● TASK DETAILS:
Return only what lies between the first line of the entries and the line containing "246L0 314V343L204 262ZM130", both lines included.

● RECORDS SHOWN:

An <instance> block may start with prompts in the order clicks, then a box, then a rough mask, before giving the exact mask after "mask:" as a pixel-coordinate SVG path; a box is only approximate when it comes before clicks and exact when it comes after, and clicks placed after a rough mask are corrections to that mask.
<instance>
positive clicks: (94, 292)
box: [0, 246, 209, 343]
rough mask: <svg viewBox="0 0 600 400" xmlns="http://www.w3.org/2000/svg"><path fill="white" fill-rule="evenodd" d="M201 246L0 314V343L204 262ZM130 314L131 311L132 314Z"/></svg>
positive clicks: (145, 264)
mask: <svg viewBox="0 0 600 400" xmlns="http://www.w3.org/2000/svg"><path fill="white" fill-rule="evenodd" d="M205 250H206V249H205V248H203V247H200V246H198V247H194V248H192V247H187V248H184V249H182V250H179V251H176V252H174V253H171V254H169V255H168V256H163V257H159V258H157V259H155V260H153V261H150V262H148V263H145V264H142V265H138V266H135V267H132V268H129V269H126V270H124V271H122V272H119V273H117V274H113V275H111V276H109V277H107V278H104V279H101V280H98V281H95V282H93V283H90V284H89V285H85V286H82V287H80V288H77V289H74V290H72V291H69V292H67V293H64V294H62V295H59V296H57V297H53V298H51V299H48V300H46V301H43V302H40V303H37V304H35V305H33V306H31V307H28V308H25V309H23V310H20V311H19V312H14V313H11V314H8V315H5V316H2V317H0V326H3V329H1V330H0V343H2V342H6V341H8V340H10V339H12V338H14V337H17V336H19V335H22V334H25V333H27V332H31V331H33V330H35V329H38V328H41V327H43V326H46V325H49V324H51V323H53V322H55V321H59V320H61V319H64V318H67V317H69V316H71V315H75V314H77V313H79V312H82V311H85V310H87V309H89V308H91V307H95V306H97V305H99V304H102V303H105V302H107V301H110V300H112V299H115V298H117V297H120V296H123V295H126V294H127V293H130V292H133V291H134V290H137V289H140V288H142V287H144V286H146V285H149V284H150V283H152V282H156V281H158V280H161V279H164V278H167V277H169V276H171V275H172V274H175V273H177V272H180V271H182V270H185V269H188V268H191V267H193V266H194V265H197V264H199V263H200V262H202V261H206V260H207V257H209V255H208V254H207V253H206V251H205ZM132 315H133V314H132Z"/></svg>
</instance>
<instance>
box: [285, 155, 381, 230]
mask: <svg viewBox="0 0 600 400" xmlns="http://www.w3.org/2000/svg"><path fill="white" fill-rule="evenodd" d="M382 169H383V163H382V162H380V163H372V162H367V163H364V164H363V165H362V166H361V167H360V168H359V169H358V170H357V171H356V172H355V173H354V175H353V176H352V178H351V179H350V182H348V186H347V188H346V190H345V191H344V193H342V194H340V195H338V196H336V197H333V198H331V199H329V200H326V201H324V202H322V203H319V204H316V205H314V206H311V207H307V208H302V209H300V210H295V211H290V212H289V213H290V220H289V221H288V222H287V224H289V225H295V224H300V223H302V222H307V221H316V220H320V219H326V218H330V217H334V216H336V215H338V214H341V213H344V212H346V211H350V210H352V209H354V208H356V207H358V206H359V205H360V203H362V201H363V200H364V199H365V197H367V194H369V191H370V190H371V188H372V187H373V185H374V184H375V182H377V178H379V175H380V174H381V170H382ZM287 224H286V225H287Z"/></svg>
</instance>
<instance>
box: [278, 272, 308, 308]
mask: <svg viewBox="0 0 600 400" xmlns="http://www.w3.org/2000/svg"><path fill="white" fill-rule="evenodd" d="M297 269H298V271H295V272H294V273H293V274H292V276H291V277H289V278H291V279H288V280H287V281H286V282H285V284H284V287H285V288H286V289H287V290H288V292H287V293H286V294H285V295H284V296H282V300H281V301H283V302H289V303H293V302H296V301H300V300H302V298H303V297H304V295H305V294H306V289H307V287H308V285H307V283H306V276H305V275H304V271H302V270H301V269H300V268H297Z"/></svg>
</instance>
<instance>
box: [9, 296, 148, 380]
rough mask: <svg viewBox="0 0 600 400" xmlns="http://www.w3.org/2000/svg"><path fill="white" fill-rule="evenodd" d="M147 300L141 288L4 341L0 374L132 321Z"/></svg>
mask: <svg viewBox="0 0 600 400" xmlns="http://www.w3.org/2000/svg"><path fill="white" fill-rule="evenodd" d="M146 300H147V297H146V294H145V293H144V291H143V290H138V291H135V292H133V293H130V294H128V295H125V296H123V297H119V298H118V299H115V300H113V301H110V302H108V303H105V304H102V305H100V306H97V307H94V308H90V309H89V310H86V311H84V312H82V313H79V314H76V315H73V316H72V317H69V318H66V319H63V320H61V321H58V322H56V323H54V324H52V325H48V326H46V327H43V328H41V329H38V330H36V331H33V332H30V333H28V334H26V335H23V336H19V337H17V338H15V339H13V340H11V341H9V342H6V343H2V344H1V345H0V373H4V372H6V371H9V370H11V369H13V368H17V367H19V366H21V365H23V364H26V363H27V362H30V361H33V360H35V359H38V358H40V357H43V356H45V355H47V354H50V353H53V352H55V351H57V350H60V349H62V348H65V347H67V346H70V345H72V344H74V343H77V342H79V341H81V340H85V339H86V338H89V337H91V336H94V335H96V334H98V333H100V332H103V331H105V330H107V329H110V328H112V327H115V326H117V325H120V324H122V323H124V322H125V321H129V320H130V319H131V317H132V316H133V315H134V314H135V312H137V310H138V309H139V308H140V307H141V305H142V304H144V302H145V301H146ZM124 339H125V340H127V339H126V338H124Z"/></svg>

● RESPONSE BOX:
An <instance> block may start with prompts in the order clicks, then a box, then a rough mask, before giving the exact mask after "mask:" as a pixel-coordinate SVG path; a box is only approximate when it comes before clicks and exact when it comes after, and clicks placed after a rough mask are corrections to that mask.
<instance>
positive clicks: (94, 292)
box: [0, 246, 209, 343]
rough mask: <svg viewBox="0 0 600 400" xmlns="http://www.w3.org/2000/svg"><path fill="white" fill-rule="evenodd" d="M201 246L0 314V343L204 262ZM130 314L131 311L132 314Z"/></svg>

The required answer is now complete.